== DOCUMENT EXTRACT
[This local archive copy is from the official and canonical URL, http://www.ascc.net/xml/en/utf-8/ercsretro.html; please refer to the canonical source document if possible.]

Retrospective on ERCS: the Extended Reference Concrete Syntax

or "ASCII: My Part in its Downfall"

Rick Jelliffe
Computing Center
Academia Sinica
Taipei, Taiwan
1999-05-20
[email protected]

In mid 1994 I was given a background project at Allette Systems, Sydney, where I worked as Senior SGML Consultant, to identify any technical reasons why the SGML market in East Asia and South East Asia was stagnant.

This project soon consumed quite a lot of my time, involving trips to Japan and discussion with various contacts; learning a lot more about SGML and characters and many arcane tidbits about CJK (China/Japan/Korea) publishing.

Out of this research evolved some proposals called the Extended Reference Concrete Syntax (ERCS), which received much useful feedback, especially from Japanese. The ERCS proposals were publicized through Robin Cover's website and the vendor's consortium SGML-Open (the previous incarnation of OASIS-Open) placed it on their website as a discussion resource for developers. There was also a link from the W3C internationalization page. This retrospective looks at the issues and solutions raised by ERCS and what has become of them after five years.
====
== RAW RECORDS
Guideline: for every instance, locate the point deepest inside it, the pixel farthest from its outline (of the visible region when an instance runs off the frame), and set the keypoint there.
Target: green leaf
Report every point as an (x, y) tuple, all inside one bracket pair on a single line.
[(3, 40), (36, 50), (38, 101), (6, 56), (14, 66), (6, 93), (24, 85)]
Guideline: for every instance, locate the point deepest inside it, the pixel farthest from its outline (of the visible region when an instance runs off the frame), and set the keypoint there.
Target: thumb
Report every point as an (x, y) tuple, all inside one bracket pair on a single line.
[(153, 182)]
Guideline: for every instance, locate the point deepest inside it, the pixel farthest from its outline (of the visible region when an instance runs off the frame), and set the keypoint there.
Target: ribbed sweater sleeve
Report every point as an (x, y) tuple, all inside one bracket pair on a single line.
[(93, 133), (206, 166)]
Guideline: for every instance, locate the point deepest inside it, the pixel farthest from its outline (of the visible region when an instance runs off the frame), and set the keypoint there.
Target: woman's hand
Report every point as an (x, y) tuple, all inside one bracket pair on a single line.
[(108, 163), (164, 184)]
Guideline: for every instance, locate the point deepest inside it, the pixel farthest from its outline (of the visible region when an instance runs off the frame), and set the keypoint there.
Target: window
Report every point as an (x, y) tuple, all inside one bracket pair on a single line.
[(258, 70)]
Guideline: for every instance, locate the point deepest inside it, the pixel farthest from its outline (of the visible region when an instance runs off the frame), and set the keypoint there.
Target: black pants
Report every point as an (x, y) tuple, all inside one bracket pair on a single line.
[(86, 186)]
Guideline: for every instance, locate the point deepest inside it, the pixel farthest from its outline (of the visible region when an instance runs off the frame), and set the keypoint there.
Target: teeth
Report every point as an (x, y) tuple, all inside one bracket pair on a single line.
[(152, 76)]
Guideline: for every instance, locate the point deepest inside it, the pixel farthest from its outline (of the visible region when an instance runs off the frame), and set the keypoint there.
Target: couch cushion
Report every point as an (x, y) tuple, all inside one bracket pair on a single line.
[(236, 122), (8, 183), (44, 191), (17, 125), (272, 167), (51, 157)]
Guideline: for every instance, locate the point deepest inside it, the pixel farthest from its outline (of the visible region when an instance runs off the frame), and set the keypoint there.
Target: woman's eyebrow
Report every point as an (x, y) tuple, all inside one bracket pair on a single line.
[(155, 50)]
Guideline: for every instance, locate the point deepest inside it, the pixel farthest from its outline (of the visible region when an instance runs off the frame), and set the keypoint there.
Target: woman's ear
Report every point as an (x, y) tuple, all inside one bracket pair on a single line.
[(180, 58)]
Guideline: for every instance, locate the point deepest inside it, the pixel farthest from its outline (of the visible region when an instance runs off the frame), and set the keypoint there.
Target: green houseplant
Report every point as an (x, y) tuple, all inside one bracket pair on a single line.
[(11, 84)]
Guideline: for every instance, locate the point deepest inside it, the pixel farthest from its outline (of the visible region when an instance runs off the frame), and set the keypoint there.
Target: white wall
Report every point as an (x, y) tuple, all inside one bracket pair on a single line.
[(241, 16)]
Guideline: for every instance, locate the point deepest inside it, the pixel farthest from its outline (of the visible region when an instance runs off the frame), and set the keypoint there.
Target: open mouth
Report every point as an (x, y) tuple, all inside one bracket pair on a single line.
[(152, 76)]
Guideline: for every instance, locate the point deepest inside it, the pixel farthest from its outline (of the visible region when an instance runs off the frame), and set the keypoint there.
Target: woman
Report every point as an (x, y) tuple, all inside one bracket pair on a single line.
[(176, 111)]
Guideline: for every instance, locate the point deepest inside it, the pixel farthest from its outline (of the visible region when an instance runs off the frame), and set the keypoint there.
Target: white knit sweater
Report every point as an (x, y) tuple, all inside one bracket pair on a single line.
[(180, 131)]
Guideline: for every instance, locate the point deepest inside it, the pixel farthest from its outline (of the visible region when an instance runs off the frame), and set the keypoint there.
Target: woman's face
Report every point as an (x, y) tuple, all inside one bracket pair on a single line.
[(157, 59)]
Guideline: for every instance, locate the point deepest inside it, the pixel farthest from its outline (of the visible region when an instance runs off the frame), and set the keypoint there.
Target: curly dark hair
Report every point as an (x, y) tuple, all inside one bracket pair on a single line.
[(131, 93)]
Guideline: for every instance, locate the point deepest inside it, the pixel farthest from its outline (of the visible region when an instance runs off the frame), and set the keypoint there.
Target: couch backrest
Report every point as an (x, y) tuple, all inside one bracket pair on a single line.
====
EXERCISE TASKS:
(a) Name every web location that the ERCS retrospective says published or linked to the ERCS proposals.
(b) Decide whether each statement agrees with the ERCS retrospective, and give yes or no with the deciding words quoted: (i) The background project was assigned in mid 1994 at Allette Systems. (ii) SGML-Open was a later incarnation of OASIS-Open. (iii) The ERCS proposals got useful feedback especially from Koreans.
(c) Write out the passage of the ERCS retrospective starting at "In mid 1994" and ending at "Asia was stagnant.".
Rely on the ERCS retrospective alone, not on the material.

ANSWERS BELOW:
(a) Robin Cover's website; the SGML-Open website; the W3C internationalization page

(b)
(i) Yes: "In mid 1994 I was given a background project at Allette Systems, Sydney"
(ii) No: "the vendor's consortium SGML-Open (the previous incarnation of OASIS-Open)"
(iii) No: "which received much useful feedback, especially from Japanese"

(c)
In mid 1994 I was given a background project at Allette Systems, Sydney, where I worked as Senior SGML Consultant, to identify any technical reasons why the SGML market in East Asia and South East Asia was stagnant.